Reproduce these records in full, requests included, and shift every outline in the answers by adding 29 to each of its vertex coordinates. Leave all other numbers as they are.
=== DATA FOR THIS TASK ===
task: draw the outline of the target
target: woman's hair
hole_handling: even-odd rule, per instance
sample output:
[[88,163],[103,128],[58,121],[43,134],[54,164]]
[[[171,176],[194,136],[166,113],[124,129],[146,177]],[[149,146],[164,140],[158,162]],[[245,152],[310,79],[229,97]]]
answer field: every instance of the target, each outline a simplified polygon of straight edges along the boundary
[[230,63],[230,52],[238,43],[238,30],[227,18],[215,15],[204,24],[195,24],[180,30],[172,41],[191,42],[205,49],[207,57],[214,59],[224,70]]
===
# [OUTPUT]
task: draw the outline of the target
target: woman's hair
hole_handling: even-odd rule, per instance
sample output:
[[88,163],[103,128],[58,121],[43,134],[54,164]]
[[[171,176],[194,136],[166,113],[124,129],[146,177]],[[149,146],[164,140],[158,162]],[[245,152],[310,79],[229,97]]]
answer field: every instance of the target, each outline a simplified polygon of straight edges along the boundary
[[259,92],[259,81],[267,72],[267,59],[256,47],[244,44],[233,53],[224,53],[209,59],[201,70],[220,71],[234,78],[236,86],[243,88],[253,99]]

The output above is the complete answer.